Text block section start

Infection by high-risk human papillomavirus (HPV) types, most prominently types 16 and 18 (HPV16 and HPV18) is associated with cancer of the uterine cervix and of other anatomic locations, such as the anus and the oropharynx (1). The development of HPV-associated pre-neoplastic and neoplastic lesions is associated with significant inflammatory phenomena (2), which promote stromal remodeling, angiogenesis and metastasis, and are coordinated by nuclear factor kappa B (NF-kB), as recently reviewed (3). Cyclo-oxygenase-2 (COX2), a key player in cancer-associated inflammation, is up-regulated by HPV16 E5, E6 and E7 oncoproteins, though NF-kB and the epithelial growth factor receptor (EGFR)–Ras–mitogen-activated protein kinase (MAPK) pathways (4, 5). In cervical lesions, COX2 up-regulation modulates the immune response, promoting immunotolerance and lesion persistence (6). In line with these findings, celecoxib, a selective COX2 inhibitor, was recently reported to enhance the degranulation of CD8+ T-cells in skin lesions induced by HPV16 oncogenes in transgenic (K14-HPV16) mice (7). In the same study, celecoxib also reduced the incidence of cutaneous dysplastic lesions. This line of evidence suggests that COX2 may be a useful therapeutic target in HPV-induced cancer. Other anti-inflammatory substances have been tested against HPV-induced lesions, with different results. Among these are dietary polyphenols, most prominently curcumin (8, 9). Curcumin and other polyphenols such as quercetin (10) and resveratrol (11) inhibit NF-ĸB pathway signaling, down-regulating some of its downstream effectors, such as COX2. Recent observations showed that long-term oral administration of rutin (a quercetin glycoside) and curcumin ameliorated systemic inflammation and cachexia in K14-HPV16 mice (12). Considering these previous findings, and the role of COX2 in cancer induced by HPV, it has become essential to evaluate the expression of COX2 in the viral lesions of those animals. Furthermore, this study also describes how curcumin and rutin modulate COX2 expression, and their impact on tumor-associated inflammation.

Text block section end
Dataset records section start

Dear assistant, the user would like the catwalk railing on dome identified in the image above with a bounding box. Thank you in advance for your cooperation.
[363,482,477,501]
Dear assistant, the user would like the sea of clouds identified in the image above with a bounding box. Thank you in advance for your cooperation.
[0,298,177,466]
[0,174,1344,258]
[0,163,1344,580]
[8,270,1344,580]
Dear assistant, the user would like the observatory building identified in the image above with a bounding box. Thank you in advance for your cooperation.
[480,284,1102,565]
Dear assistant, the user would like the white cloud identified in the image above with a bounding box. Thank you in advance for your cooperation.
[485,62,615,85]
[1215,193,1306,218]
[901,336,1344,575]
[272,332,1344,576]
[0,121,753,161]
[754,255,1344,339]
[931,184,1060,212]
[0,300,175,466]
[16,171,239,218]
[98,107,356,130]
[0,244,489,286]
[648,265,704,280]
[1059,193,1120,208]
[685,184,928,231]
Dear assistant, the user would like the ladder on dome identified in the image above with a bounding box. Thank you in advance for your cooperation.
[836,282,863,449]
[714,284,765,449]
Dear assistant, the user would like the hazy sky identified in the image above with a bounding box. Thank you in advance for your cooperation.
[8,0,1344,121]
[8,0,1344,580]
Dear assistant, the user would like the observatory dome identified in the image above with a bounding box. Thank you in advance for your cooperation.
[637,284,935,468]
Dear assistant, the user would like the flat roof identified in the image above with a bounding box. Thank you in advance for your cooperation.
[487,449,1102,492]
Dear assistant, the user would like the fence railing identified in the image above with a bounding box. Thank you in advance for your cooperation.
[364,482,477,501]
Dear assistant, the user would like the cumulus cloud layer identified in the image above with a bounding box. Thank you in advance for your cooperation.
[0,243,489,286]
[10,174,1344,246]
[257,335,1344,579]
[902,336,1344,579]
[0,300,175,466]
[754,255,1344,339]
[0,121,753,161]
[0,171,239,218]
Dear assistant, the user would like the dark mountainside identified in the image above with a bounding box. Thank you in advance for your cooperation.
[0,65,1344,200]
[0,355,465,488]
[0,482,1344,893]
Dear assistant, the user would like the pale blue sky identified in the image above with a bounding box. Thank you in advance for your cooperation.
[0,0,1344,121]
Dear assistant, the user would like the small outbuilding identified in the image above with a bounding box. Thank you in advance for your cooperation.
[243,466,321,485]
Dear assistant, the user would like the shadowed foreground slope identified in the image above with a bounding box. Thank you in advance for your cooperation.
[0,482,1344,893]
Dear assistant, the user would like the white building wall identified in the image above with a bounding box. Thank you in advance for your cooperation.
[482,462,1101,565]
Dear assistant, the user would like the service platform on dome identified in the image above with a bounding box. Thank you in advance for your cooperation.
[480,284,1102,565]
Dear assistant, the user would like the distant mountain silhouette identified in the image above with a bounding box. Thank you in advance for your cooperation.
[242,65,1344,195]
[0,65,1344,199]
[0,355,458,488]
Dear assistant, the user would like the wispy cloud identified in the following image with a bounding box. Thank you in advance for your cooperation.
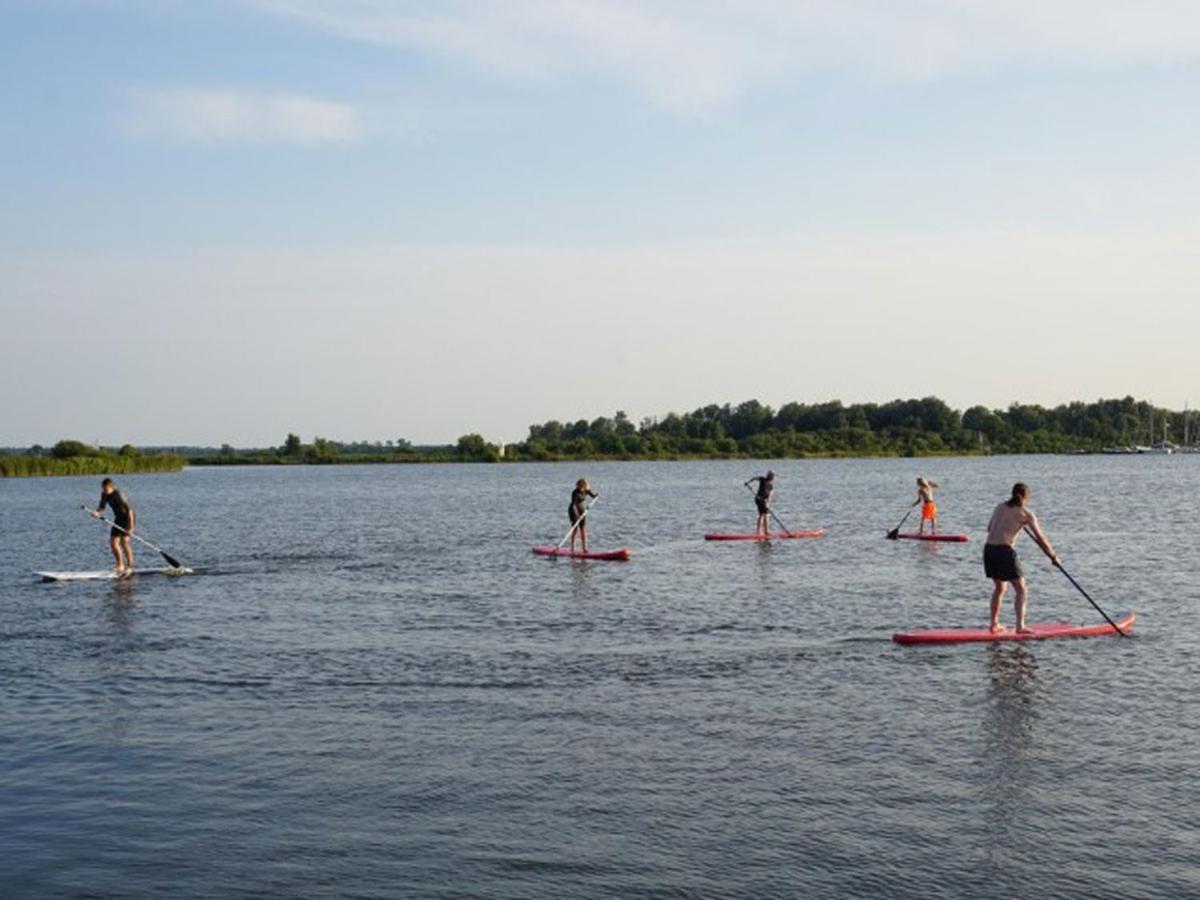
[122,88,360,144]
[242,0,1200,114]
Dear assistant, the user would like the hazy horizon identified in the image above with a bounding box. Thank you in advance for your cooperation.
[0,0,1200,446]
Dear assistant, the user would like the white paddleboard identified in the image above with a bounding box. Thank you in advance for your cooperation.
[34,565,196,581]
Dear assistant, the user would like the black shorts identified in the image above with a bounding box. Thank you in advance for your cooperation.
[983,544,1025,581]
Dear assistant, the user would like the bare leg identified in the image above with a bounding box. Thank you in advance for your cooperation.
[1016,578,1033,635]
[988,578,1008,632]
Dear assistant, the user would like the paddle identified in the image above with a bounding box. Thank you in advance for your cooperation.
[80,506,184,569]
[558,494,600,547]
[888,506,913,541]
[1025,528,1129,637]
[742,482,792,532]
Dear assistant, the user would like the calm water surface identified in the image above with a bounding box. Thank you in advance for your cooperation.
[0,457,1200,898]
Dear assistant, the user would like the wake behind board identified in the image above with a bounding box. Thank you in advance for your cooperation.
[34,565,196,581]
[533,547,629,560]
[892,612,1135,643]
[704,528,824,541]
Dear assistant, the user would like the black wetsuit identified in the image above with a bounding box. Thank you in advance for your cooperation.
[750,476,775,516]
[100,490,133,538]
[566,487,596,527]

Dataset records section end

▶ _Problems to work on_:
1. In the HPV passage, which selective COX2 inhibitor was reported to enhance the degranulation of CD8+ T-cells in K14-HPV16 mice?
2. Name every HPV16 oncoprotein that the HPV passage says up-regulates COX2.
3. Translate this sentence from the HPV passage into Spanish: "In the same study, celecoxib also reduced the incidence of cutaneous dysplastic lesions."

▶ _Responses to the tasks_:
1. Celecoxib

2. E5, E6, E7

3. En el mismo estudio, el celecoxib también redujo la incidencia de lesiones displásicas cutáneas.